Source records
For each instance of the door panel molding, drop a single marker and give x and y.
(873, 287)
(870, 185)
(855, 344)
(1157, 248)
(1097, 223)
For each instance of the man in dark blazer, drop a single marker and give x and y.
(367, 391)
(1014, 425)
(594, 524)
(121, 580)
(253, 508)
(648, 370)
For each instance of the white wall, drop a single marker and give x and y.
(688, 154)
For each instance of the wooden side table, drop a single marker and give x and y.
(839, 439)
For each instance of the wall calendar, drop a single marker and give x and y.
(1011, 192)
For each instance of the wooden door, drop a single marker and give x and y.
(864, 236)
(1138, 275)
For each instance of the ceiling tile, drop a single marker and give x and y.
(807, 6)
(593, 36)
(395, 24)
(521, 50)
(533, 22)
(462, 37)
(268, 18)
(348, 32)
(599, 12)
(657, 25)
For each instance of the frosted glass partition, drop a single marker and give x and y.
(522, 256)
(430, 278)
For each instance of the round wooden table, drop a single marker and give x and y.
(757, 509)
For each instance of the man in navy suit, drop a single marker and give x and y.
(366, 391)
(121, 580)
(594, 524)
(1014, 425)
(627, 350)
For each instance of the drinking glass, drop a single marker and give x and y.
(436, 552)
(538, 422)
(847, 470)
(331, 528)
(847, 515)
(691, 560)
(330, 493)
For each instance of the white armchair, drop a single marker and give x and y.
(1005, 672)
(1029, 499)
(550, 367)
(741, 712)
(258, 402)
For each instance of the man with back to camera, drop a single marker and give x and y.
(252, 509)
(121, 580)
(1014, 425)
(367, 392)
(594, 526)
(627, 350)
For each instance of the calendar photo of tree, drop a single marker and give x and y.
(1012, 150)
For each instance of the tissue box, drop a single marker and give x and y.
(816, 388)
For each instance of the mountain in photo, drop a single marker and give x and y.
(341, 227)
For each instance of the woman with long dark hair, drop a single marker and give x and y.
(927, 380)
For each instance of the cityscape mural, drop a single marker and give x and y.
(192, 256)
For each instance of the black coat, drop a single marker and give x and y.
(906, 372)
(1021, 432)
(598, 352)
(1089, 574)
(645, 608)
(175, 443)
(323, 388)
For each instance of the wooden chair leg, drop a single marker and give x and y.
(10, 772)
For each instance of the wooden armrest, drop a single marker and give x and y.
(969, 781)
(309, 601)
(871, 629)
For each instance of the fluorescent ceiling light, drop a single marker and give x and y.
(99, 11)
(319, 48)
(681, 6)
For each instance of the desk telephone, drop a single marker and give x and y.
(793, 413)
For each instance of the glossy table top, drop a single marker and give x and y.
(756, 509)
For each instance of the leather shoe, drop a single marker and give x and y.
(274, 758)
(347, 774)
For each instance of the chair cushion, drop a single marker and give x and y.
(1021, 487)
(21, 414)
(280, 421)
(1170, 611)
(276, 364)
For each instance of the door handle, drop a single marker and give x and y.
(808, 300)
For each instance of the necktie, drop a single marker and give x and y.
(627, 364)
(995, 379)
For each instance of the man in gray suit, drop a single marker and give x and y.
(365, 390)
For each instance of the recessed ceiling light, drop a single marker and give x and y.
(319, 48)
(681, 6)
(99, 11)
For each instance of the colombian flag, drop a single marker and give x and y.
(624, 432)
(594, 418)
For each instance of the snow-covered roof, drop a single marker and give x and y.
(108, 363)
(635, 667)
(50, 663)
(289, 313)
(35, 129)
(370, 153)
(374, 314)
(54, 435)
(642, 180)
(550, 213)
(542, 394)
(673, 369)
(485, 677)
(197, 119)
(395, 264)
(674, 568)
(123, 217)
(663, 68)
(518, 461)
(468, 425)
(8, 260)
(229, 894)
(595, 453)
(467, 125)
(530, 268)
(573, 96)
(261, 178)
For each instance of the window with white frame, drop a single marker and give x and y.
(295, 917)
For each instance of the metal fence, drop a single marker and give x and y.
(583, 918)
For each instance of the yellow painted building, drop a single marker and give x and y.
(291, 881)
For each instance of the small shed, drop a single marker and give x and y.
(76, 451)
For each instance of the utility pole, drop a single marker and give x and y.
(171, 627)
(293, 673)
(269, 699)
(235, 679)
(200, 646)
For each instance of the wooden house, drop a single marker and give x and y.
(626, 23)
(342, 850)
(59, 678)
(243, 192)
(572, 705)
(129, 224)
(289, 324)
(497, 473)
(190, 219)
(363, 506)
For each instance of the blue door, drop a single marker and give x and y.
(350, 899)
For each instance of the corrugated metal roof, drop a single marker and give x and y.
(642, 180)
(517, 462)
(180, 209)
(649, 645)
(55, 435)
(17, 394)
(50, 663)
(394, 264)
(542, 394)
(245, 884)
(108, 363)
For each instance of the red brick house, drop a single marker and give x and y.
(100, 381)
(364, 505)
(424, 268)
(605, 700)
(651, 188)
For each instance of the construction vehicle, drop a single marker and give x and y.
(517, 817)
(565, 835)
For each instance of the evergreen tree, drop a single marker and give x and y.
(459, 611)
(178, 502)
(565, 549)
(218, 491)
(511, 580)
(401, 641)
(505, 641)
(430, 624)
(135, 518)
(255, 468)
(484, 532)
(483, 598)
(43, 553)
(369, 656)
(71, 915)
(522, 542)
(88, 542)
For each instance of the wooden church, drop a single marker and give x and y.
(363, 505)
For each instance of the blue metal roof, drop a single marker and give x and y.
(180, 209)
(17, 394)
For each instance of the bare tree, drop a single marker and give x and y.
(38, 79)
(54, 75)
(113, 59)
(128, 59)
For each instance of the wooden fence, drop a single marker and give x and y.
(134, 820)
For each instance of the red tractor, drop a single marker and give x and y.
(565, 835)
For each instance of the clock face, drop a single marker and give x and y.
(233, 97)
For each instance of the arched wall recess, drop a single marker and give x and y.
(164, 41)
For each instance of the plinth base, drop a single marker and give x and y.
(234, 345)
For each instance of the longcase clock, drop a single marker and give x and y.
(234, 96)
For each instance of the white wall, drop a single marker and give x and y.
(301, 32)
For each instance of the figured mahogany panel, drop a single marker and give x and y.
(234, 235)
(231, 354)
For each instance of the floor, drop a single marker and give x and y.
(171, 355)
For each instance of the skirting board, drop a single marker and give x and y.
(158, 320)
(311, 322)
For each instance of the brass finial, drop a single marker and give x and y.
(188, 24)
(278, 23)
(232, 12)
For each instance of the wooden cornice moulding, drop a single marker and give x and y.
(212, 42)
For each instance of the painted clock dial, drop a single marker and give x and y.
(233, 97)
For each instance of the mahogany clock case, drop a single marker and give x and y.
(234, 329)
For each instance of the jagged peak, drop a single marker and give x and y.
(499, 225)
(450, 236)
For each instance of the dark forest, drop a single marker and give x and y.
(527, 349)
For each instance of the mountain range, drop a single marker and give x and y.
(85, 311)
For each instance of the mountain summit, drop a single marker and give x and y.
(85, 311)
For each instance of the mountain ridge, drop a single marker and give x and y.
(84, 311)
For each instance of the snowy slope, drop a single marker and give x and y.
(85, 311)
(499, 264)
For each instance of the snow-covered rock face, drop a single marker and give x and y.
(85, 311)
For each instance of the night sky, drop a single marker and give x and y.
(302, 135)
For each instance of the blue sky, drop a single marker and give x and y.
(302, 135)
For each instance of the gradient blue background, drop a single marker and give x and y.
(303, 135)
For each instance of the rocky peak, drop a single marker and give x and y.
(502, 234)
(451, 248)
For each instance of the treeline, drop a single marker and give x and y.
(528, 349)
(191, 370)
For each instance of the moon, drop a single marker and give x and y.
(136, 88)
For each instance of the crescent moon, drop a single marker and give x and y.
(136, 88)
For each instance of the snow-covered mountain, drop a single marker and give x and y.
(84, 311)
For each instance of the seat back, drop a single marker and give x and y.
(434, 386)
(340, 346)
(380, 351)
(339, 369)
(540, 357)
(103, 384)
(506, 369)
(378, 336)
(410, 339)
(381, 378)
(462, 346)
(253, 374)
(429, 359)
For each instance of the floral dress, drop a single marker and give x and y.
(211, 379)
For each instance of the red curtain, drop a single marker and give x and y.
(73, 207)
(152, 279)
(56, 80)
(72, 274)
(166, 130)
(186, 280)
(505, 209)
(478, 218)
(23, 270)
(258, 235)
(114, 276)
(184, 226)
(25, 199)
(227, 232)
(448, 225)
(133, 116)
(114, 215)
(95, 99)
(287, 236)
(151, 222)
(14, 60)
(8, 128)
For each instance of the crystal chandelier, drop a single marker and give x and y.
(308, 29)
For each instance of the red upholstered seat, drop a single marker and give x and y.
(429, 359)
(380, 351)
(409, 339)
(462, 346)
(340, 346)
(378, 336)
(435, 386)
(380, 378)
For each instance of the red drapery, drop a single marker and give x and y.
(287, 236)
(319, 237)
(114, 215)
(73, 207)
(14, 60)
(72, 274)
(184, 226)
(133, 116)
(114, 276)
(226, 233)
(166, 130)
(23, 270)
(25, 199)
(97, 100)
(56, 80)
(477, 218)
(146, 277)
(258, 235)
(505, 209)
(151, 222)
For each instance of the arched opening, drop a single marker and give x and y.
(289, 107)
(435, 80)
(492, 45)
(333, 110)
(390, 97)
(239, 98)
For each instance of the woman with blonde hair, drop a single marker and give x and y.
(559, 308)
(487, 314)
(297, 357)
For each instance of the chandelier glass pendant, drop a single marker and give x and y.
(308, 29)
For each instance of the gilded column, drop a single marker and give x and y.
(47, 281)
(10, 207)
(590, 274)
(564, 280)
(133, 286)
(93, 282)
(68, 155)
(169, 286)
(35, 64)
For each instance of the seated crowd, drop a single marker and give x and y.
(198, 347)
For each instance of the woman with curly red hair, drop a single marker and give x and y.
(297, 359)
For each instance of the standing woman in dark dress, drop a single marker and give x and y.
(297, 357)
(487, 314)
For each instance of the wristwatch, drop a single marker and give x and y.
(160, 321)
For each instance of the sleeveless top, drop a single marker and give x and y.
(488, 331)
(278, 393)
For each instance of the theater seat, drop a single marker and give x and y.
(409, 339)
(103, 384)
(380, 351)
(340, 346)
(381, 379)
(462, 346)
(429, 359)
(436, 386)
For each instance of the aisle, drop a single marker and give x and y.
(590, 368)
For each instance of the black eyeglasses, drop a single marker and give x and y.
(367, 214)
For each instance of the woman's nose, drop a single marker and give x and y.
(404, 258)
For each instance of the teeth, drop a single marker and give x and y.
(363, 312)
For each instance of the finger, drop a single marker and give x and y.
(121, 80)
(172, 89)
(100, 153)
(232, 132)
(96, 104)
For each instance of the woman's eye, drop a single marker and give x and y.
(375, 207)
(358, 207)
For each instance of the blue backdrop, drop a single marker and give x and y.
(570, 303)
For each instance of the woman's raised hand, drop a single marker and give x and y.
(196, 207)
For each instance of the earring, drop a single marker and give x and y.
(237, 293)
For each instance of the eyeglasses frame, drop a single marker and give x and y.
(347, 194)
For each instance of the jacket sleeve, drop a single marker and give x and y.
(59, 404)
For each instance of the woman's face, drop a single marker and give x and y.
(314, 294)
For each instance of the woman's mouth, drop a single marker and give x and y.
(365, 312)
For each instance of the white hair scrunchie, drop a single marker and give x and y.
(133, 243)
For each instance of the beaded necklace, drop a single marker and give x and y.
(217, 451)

EXERCISE PROMPT:
Copy out the source records above word for word, starting at the first line and ending with the line that contains "(1011, 192)".

RESULT OF THE EXERCISE:
For each instance of the door panel molding, drop a single marker and give x and y.
(873, 287)
(870, 185)
(855, 344)
(1157, 248)
(1097, 223)
For each instance of the man in dark blazer, drop a single marker and give x and y.
(367, 391)
(1014, 425)
(594, 524)
(121, 580)
(253, 508)
(648, 370)
For each instance of the white wall, drop a single marker and give x and y.
(688, 154)
For each instance of the wooden side table, drop a single marker and give x and y.
(839, 439)
For each instance of the wall calendar, drop a single marker and give x and y.
(1011, 192)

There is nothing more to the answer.